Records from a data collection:
**********

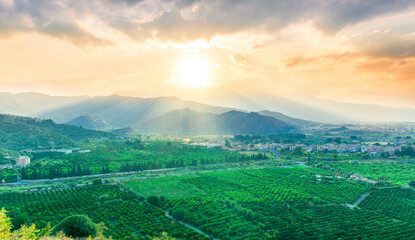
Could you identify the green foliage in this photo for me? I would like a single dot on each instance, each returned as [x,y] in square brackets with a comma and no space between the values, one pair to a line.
[397,173]
[127,156]
[76,226]
[395,203]
[29,133]
[298,151]
[122,214]
[406,151]
[97,181]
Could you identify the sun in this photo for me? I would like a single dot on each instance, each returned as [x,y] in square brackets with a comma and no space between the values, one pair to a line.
[193,71]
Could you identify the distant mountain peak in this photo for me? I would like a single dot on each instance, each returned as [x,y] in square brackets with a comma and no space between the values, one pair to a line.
[89,122]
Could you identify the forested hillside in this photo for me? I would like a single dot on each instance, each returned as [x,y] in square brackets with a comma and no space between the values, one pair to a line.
[30,133]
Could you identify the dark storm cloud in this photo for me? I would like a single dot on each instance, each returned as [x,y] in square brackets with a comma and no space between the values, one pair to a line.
[182,20]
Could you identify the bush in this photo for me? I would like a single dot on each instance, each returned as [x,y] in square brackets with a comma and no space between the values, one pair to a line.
[76,226]
[97,181]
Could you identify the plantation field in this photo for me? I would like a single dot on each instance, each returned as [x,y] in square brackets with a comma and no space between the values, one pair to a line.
[125,156]
[120,211]
[268,203]
[396,203]
[272,203]
[398,173]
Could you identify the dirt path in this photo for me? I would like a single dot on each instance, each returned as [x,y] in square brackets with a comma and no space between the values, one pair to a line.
[359,200]
[189,226]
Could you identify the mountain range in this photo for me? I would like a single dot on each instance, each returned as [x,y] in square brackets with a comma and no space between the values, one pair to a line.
[133,113]
[187,121]
[32,133]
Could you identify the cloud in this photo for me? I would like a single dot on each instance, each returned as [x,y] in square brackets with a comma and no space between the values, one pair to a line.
[339,14]
[184,20]
[384,44]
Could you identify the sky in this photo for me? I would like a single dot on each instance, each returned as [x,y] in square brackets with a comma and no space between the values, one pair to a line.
[344,50]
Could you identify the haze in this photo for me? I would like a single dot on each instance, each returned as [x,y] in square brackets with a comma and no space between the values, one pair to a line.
[348,51]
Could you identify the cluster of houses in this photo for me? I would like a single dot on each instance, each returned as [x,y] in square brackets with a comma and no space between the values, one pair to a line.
[338,148]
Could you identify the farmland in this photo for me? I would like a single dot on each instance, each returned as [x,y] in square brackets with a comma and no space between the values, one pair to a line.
[398,173]
[268,203]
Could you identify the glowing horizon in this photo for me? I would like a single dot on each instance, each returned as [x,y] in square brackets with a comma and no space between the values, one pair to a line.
[343,50]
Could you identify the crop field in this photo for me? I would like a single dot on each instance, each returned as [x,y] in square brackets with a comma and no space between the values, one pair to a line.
[268,203]
[272,203]
[398,173]
[123,215]
[396,203]
[108,157]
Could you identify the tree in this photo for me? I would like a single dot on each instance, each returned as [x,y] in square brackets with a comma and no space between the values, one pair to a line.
[180,214]
[76,226]
[97,181]
[164,236]
[20,220]
[298,150]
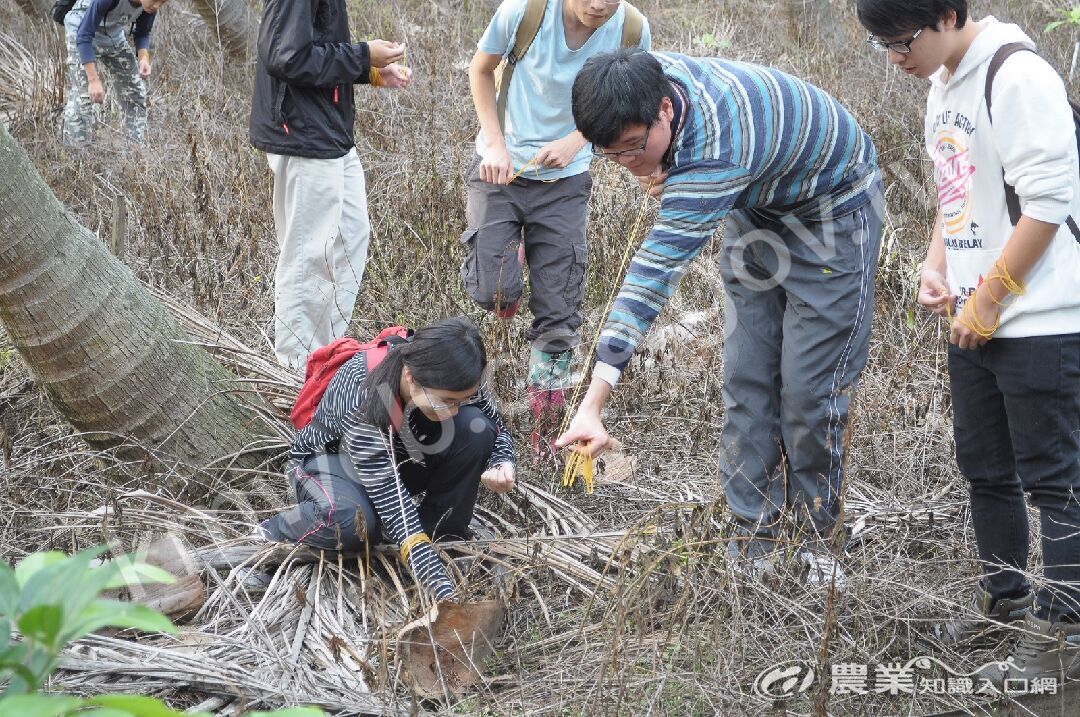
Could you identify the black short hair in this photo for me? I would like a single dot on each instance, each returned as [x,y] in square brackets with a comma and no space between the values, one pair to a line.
[617,90]
[890,18]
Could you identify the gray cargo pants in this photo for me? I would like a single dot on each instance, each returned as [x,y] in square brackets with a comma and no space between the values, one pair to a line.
[798,307]
[552,217]
[120,66]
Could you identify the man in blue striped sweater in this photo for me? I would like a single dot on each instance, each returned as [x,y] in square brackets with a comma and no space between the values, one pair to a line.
[796,180]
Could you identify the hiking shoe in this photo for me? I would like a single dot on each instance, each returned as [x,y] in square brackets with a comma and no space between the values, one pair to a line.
[754,555]
[982,622]
[822,566]
[1044,651]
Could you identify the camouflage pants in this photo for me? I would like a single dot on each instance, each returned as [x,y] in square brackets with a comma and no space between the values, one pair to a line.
[127,89]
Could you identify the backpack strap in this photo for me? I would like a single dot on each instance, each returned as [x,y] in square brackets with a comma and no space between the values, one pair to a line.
[633,23]
[526,34]
[1003,53]
[1012,200]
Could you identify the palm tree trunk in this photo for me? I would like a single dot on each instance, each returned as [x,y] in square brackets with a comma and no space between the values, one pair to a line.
[233,23]
[110,357]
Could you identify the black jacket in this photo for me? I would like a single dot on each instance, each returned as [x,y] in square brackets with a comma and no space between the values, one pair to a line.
[302,103]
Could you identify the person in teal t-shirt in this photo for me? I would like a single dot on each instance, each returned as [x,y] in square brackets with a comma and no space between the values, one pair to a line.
[528,186]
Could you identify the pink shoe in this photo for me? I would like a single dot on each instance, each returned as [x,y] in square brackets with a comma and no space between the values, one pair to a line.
[547,407]
[508,311]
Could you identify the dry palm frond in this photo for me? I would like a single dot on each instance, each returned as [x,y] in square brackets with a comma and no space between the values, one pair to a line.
[18,70]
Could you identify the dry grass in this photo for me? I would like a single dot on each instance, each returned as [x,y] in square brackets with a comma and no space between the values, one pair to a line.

**********

**Prompt**
Reproduce word for word every line of the material from the line containing "Could you identify the black jacket" through the end, including both of those end lines.

**Answer to this exercise**
Could you identify the black jacket in this photo for me? I would like a single dot on each instance, each returned as [x,y] in square brackets with a comma and no space between the values, one pair to a line.
[302,103]
Could you identify the person in teal t-shirt in this photo for me? I would like a single dot on each instance, each returned as [x,y] in square brackets with a comma and no space between the values, one pair to a line.
[528,186]
Could you identify the pink shoe in this photo for me? I would like a single dot on each instance, each returned as [x,y] in square brackets with a comma and no space between the values, one pair to a line.
[547,407]
[508,311]
Could you identify the dry palm frond in this photo for me? I would like a single dot on each instance, each returned as [x,y] in square brackets with a comma and no space between the values, one pair to a line.
[18,70]
Could you identify the dry grass in this photo for me? I would like a single dot on each instance, each returned as [x,y] in square brackets with a comma and no space between the values, one pair to a line.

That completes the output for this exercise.